> Article:
Turning to the dictionaries at hand, both the OED and Unabridged Merriam Webster’s (UMW) have one of its interpretations as being (essentially) ‘deviating from the ordinary rule or type; contrary to rule or system; irregular, unusual’ all of which could be taken as neutral in meaning. The other gloss that the OED gives is ‘aberrant,’ decidedly negative. The UMW also gives us three more definitions:

  1. Greater than or superior to the normal : EXCESSIVE
  2. Less than or inferior to the normal : deficient in intellectual powers : characterized by mental defect or disorder : SUBNORMAL
  3. Departing from the accepted standards of social behavior

1. is decidedly positive in connotation6Although the gloss ‘excessive,’ like the word under consideration could only be considered positive in a tortured way, and 2. and 3. are decidedly negative. The gloss of 'aberrant' given by the OED belongs in the latter category as well.

We therefore have three possibilities. Tackling the ‘neutral’ one, while it’s possible that this is the connotation intended, taking this path would lead to the rather strange statement: “Both good and bad are fine (good).” and “Stupid is not (good).” Which even a sliver of thought reveals to be self-refuting.

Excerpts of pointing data
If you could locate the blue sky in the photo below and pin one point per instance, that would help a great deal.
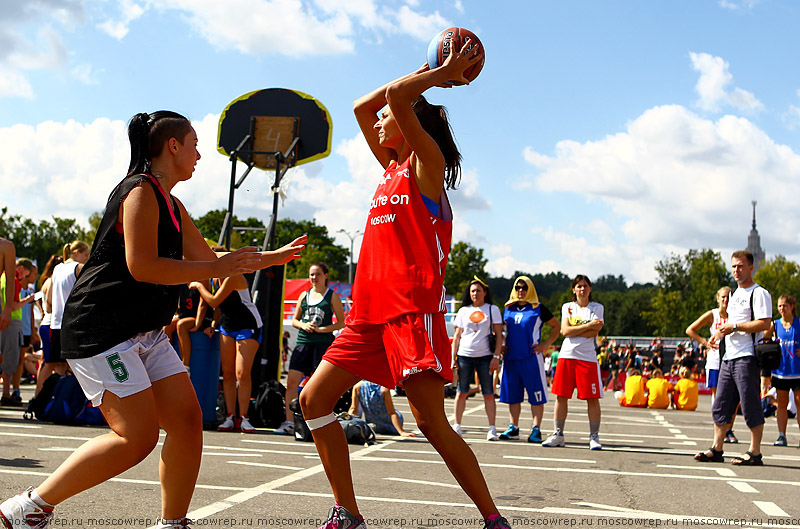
(600, 136)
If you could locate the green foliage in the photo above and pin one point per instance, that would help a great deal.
(210, 226)
(687, 286)
(320, 247)
(39, 240)
(464, 262)
(779, 276)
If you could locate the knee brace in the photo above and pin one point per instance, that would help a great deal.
(319, 422)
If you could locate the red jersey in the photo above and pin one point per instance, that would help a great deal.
(404, 252)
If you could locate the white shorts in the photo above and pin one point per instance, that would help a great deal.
(127, 368)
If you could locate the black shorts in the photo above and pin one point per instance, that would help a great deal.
(786, 384)
(55, 348)
(306, 357)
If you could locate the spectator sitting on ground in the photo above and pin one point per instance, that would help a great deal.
(686, 391)
(633, 396)
(658, 390)
(379, 411)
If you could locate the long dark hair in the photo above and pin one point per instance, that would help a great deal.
(148, 133)
(578, 279)
(433, 119)
(467, 301)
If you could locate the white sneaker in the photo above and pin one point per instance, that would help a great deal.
(557, 439)
(245, 426)
(22, 511)
(227, 425)
(286, 428)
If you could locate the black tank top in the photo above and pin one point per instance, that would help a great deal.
(108, 306)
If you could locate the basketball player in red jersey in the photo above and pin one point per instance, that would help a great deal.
(395, 333)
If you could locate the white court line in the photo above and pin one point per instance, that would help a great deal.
(562, 460)
(432, 483)
(721, 471)
(18, 472)
(741, 486)
(582, 470)
(254, 492)
(263, 465)
(604, 511)
(770, 509)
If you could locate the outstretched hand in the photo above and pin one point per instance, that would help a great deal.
(242, 261)
(287, 253)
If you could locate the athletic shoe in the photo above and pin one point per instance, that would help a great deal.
(497, 523)
(535, 436)
(22, 511)
(557, 439)
(341, 518)
(286, 428)
(245, 426)
(730, 437)
(227, 425)
(512, 432)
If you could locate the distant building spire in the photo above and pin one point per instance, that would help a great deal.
(754, 243)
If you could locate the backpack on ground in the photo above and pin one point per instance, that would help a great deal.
(301, 430)
(268, 409)
(356, 429)
(67, 404)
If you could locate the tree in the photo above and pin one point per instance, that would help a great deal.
(779, 276)
(210, 225)
(320, 247)
(687, 286)
(465, 262)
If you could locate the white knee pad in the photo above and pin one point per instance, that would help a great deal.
(319, 422)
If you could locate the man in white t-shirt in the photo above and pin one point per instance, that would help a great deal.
(749, 315)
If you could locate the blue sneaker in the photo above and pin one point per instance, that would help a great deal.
(512, 432)
(535, 436)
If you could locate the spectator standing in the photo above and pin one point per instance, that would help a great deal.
(477, 318)
(581, 322)
(786, 379)
(313, 319)
(749, 315)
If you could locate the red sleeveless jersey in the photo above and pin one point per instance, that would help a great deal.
(404, 252)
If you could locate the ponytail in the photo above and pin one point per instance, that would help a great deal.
(148, 133)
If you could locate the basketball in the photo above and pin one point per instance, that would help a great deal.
(453, 39)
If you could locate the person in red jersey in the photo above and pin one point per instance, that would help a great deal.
(395, 332)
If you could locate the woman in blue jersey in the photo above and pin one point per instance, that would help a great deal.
(787, 377)
(523, 357)
(240, 335)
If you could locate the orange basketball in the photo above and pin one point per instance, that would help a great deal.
(453, 39)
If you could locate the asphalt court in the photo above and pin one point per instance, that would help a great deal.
(644, 476)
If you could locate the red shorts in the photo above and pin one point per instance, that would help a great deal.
(579, 374)
(390, 352)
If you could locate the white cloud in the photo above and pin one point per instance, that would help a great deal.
(713, 85)
(738, 4)
(677, 181)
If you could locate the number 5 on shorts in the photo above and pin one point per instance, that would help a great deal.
(117, 367)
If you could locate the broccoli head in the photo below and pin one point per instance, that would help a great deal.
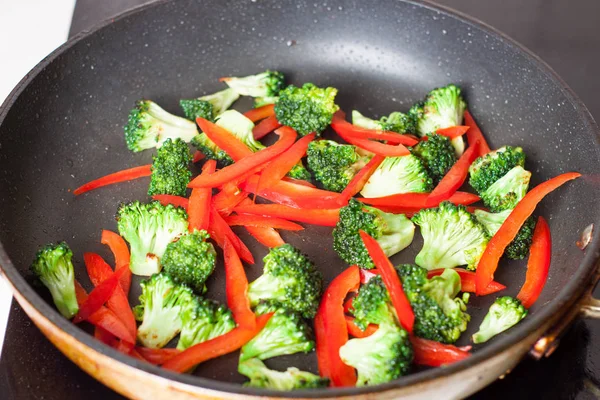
(53, 267)
(333, 164)
(190, 260)
(149, 228)
(519, 247)
(290, 279)
(451, 237)
(205, 320)
(406, 174)
(439, 314)
(170, 172)
(265, 84)
(505, 313)
(437, 155)
(162, 304)
(291, 379)
(393, 232)
(150, 126)
(306, 109)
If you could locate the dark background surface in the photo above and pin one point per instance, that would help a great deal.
(564, 34)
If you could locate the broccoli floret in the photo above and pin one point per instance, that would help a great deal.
(190, 260)
(442, 108)
(150, 126)
(437, 155)
(162, 304)
(306, 109)
(149, 228)
(393, 232)
(53, 267)
(489, 168)
(265, 84)
(451, 237)
(285, 333)
(406, 174)
(439, 314)
(291, 379)
(519, 247)
(290, 279)
(205, 320)
(333, 164)
(505, 313)
(395, 122)
(506, 192)
(170, 172)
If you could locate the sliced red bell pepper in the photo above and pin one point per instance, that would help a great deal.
(435, 354)
(454, 178)
(199, 204)
(538, 264)
(323, 217)
(511, 226)
(260, 158)
(256, 114)
(330, 327)
(177, 201)
(282, 164)
(467, 280)
(474, 134)
(99, 271)
(264, 127)
(116, 177)
(236, 288)
(262, 222)
(216, 347)
(359, 180)
(391, 280)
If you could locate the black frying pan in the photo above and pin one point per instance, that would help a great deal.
(62, 126)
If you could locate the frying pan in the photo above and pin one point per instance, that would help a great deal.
(62, 126)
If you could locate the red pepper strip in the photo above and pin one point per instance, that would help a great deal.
(266, 236)
(262, 222)
(99, 296)
(216, 347)
(323, 217)
(116, 177)
(391, 280)
(509, 229)
(474, 134)
(538, 264)
(436, 354)
(236, 288)
(224, 139)
(330, 327)
(356, 332)
(199, 204)
(99, 271)
(177, 201)
(454, 178)
(281, 165)
(467, 281)
(359, 180)
(256, 114)
(260, 158)
(104, 318)
(157, 356)
(264, 127)
(219, 231)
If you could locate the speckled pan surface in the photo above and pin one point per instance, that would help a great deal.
(63, 126)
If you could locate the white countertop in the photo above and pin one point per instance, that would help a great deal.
(29, 30)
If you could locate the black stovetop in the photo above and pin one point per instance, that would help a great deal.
(566, 34)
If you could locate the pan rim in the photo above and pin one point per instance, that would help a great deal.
(565, 297)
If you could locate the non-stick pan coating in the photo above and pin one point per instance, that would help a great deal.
(63, 126)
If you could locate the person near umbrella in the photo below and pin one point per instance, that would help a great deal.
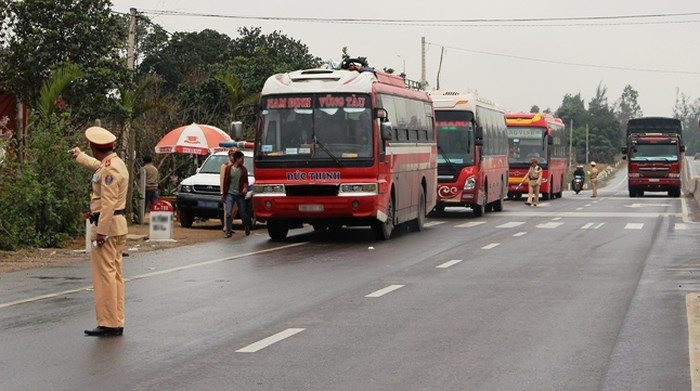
(110, 182)
(234, 190)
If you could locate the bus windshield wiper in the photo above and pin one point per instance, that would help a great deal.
(323, 147)
(449, 162)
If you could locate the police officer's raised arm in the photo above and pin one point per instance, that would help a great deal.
(85, 160)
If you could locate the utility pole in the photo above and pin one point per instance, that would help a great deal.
(442, 52)
(571, 136)
(587, 153)
(423, 49)
(129, 135)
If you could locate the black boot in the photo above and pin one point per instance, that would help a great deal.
(102, 331)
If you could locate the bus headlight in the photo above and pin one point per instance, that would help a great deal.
(355, 189)
(470, 184)
(268, 190)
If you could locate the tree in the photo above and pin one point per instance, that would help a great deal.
(38, 35)
(687, 110)
(627, 107)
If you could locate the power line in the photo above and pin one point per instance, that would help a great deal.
(443, 22)
(548, 61)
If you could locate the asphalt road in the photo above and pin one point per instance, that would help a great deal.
(578, 294)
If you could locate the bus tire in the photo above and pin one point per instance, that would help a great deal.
(383, 230)
(480, 209)
(417, 224)
(277, 230)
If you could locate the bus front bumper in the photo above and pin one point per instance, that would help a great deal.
(310, 209)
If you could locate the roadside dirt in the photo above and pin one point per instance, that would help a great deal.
(74, 250)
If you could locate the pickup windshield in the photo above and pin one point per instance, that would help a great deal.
(655, 152)
(316, 127)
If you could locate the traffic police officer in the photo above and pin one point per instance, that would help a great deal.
(593, 174)
(107, 214)
(534, 178)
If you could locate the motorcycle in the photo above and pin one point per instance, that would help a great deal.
(577, 183)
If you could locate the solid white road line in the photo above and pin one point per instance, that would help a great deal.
(549, 225)
(490, 246)
(470, 224)
(448, 264)
(384, 291)
(263, 343)
(145, 275)
(511, 224)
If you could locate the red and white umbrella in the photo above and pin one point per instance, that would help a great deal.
(192, 139)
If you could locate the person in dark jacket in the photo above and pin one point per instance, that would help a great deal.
(234, 191)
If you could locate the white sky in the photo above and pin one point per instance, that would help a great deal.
(514, 84)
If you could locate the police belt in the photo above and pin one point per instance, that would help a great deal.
(95, 217)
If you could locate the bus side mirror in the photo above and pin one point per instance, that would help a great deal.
(479, 135)
(380, 113)
(386, 131)
(236, 129)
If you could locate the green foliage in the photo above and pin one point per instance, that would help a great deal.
(40, 34)
(43, 200)
(687, 110)
(52, 89)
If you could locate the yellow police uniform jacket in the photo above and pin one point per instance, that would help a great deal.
(109, 189)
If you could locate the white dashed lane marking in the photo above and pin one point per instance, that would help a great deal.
(384, 291)
(511, 224)
(549, 225)
(490, 246)
(448, 264)
(470, 224)
(263, 343)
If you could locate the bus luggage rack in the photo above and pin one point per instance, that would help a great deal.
(311, 190)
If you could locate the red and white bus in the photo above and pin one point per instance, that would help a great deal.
(340, 147)
(541, 136)
(472, 152)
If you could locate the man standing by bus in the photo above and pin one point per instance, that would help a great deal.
(593, 174)
(534, 178)
(107, 214)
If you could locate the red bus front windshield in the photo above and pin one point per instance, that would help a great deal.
(524, 143)
(455, 137)
(316, 127)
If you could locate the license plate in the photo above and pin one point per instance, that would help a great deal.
(310, 208)
(208, 204)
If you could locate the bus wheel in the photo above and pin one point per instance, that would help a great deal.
(383, 230)
(416, 225)
(277, 230)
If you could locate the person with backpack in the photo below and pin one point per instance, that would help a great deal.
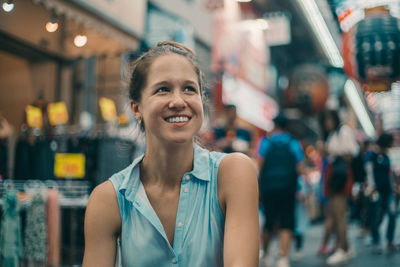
(280, 165)
(380, 192)
(340, 147)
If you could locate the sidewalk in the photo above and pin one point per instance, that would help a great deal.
(364, 256)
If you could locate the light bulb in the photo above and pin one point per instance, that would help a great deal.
(8, 6)
(80, 40)
(262, 24)
(51, 27)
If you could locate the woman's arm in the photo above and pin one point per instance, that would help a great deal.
(102, 227)
(238, 196)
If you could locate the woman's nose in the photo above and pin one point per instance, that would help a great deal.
(177, 101)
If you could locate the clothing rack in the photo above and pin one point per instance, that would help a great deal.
(71, 193)
(73, 196)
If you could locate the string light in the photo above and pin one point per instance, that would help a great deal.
(80, 40)
(8, 6)
(52, 24)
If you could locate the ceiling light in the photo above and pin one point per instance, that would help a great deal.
(80, 40)
(318, 24)
(359, 108)
(51, 27)
(8, 6)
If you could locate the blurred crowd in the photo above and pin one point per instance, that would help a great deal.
(341, 179)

> Aim A:
In the passage on dictionary definitions, which gloss given by the OED is called decidedly negative?
> Aim B:
Reproduce word for word the stretch of the passage on dictionary definitions from "1. is decidedly" through "to be self-refuting.".

> Exercise result A:
'Aberrant.'

> Exercise result B:
1. is decidedly positive in connotation6Although the gloss ‘excessive,’ like the word under consideration could only be considered positive in a tortured way, and 2. and 3. are decidedly negative. The gloss of 'aberrant' given by the OED belongs in the latter category as well.

We therefore have three possibilities. Tackling the ‘neutral’ one, while it’s possible that this is the connotation intended, taking this path would lead to the rather strange statement: “Both good and bad are fine (good).” and “Stupid is not (good).” Which even a sliver of thought reveals to be self-refuting.